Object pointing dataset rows
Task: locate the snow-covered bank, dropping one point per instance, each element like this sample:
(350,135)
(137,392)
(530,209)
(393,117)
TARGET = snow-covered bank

WRITTEN EXERCISE: Render every line of the data as a JSON list of strings, one string per line, omitting blank lines.

RESULT OF THIS TASK:
[
  "Task: locate the snow-covered bank, dropping one point per instance, each element like this sample:",
  "(350,135)",
  "(137,392)",
  "(530,209)",
  "(393,117)",
  "TARGET = snow-covered bank"
]